Exercise:
Repeat every row below word for word, and leave the pictures out of your answer.

Supplied records:
○ ○ ○ ○ ○ ○ ○

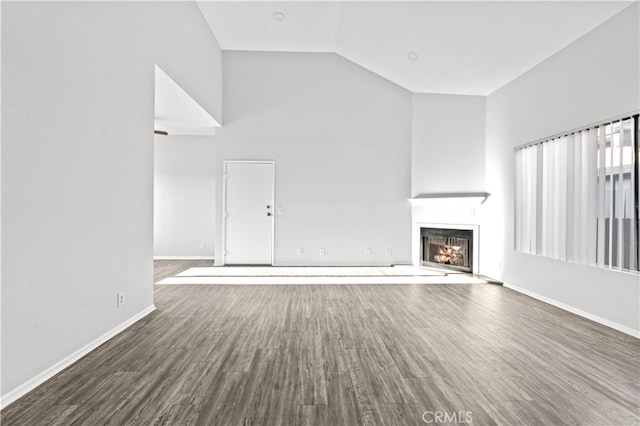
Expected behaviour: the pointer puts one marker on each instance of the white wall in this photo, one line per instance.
(77, 167)
(448, 134)
(447, 149)
(341, 140)
(593, 79)
(183, 202)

○ ○ ○ ○ ○ ○ ○

Task result:
Expected behaviour: the pointer puts one marker on each instance of the white wall in this photo, one line per instance.
(77, 167)
(448, 134)
(447, 149)
(341, 140)
(593, 79)
(183, 202)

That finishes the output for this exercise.